## PROBLEM STATEMENT
Whenever the string "skate" turns up in a line of the data below, copy that line.

### DATA SUPPLIED ###

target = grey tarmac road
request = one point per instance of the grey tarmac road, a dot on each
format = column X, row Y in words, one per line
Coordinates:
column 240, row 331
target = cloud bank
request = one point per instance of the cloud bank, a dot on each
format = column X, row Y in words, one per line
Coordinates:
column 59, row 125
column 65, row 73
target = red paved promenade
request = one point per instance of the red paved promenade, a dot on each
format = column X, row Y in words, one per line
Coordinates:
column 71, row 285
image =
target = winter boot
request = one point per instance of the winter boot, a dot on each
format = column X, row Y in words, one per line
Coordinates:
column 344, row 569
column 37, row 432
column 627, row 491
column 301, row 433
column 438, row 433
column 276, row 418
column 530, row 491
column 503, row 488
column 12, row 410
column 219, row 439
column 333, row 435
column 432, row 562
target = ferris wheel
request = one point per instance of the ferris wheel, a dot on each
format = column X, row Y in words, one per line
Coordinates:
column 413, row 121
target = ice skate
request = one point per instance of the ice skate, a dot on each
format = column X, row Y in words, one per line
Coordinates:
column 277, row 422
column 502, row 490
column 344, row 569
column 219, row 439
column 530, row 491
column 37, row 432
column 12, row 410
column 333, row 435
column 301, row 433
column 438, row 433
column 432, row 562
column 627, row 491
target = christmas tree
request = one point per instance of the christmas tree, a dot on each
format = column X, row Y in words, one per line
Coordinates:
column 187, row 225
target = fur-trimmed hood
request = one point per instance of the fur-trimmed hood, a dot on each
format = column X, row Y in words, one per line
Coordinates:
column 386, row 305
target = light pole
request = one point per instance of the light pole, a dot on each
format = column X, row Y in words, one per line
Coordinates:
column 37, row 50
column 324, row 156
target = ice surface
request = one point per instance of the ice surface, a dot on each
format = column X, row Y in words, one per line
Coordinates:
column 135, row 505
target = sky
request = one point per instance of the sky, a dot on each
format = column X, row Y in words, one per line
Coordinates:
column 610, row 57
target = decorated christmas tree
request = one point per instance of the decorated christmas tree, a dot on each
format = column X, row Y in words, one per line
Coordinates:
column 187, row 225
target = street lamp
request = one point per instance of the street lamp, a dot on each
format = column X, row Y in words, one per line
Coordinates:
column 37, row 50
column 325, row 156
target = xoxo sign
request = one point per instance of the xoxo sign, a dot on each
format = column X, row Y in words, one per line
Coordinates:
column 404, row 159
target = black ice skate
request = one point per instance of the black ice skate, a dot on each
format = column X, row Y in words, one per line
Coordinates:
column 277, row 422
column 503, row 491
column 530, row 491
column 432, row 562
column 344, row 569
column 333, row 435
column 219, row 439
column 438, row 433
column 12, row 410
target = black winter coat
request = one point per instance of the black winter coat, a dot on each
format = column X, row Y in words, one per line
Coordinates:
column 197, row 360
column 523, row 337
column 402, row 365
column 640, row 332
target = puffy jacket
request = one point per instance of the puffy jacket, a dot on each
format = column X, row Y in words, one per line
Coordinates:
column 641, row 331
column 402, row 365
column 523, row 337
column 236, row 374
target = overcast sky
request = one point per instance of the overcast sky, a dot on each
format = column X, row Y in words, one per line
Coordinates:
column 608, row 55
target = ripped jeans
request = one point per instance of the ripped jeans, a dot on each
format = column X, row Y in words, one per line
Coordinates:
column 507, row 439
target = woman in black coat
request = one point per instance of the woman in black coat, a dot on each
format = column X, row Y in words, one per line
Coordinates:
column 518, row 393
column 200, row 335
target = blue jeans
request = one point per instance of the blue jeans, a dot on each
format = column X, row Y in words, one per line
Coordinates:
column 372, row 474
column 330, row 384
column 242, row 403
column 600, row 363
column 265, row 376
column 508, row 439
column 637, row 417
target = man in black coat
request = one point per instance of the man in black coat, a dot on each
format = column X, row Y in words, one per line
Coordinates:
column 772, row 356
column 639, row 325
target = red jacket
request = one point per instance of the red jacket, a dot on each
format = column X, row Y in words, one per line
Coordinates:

###

## ANSWER SPACE
target = ice skate
request = one point per instance of the ice skate, a dot on each
target = black ice skate
request = one point per instance of the black ice skate, a dot on each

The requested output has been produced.